▶ [READING TEXT]:
━━━━━━━━━━━━━━━━━━━━

And so, in time we had saved about £ 50 and we went to Reading Horse Sales (my favourite place every month; 50 horses and 700 lots of saddlery, I was in heaven) and bought my little pony. Several moves of stables to keep him in ensued and after much determined study of the locality, I managed to find an unused, huge field which was a few hundred metres from my house! It was the most beautiful pasture, old oak trees, little copses and spinneys, and alongside the local golf course. Bliss: I managed to find a few young lasses who owned ponies and we shared the cost of the rental. We were in heaven.

After a short time there, a disagreeable neighbour found a loophole in the lease; it stated the field was only to be used for livestock, or some such rubbish. We were all evicted at the end of the month. My dream came crashing down, so once again the sheer determination kicked in and the search for a new home for my pony started once more.

I managed to find a stable and small paddock on Mr Podberry’s chicken farm, a few miles away, a bike ride. A lovely old farmer, he had retired but still wanted to remain active and kept chickens. There were hundreds of them, and they loved him and followed him everywhere; he would reach into his brown warehouse coat pocket and sprinkle some chicken feed around for his girls! What a character. I was very lucky to find this facility.

The other girls found a small farm on the main A4 and they moved there.

Of course, we all kept in touch. If I hadn’t been so friendly with them, I often wonder how my life would have gone.

How significant that desire to maintain friendships was.

I was at the most significant junction of my life and had no idea.

The owner of the farm was a young man called Hans. He was charming and fun, and encouraged the girls to play in the straw and have potato fights in the field; he joined in, of course, and when I visited, so did I.

Slowly a relationship formed. He was 24 and I was 10 years younger, 14 years old. In those days, it wasn’t thought of as strange. My parents were poor, and his parents were rich; he dangled riches before me, and I felt unable to refuse.

My parents felt awful they could not provide the means to further my hobby, but they supported me in whatever way they could. They came and helped on the farm and with the ponies there. I was a good rider, good at showjumping; not the best, but I had promise.

━━━━━━━━━━━━━━━━━━━━

▶ [EXCERPTED DATA]:
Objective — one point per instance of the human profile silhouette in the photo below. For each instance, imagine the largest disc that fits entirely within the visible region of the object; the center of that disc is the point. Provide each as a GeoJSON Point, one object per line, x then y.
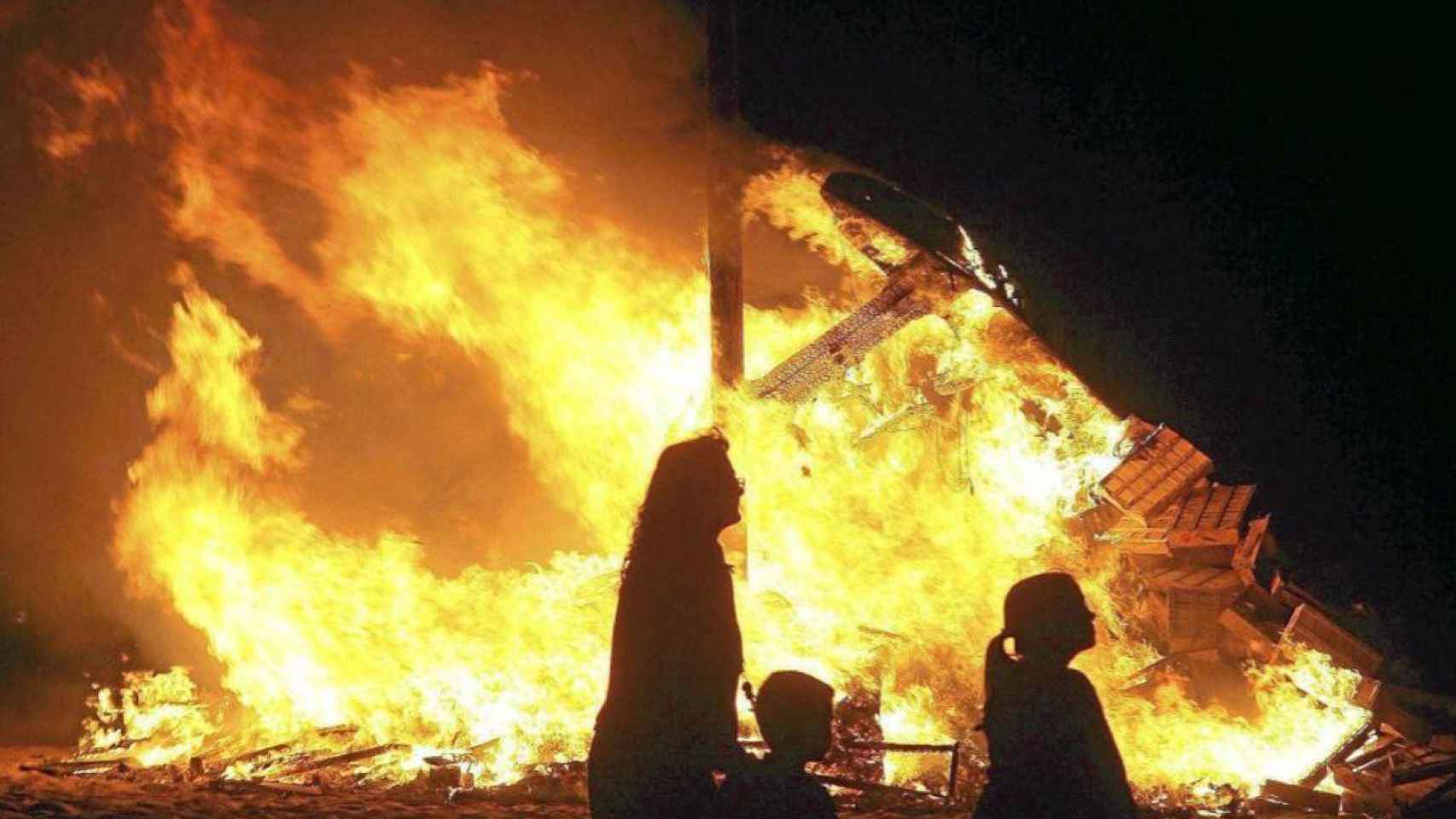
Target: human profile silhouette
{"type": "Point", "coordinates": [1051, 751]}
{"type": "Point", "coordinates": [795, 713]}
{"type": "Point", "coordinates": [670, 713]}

━━━━━━━━━━━━━━━━━━━━

▶ [WHAT TO DO]: Write out the portion of the pony memoir that begins with the words containing "After a short" and ends with "started once more.". The entries play no part in what comes next.

▶ [EXERCISE ANSWER]:
After a short time there, a disagreeable neighbour found a loophole in the lease; it stated the field was only to be used for livestock, or some such rubbish. We were all evicted at the end of the month. My dream came crashing down, so once again the sheer determination kicked in and the search for a new home for my pony started once more.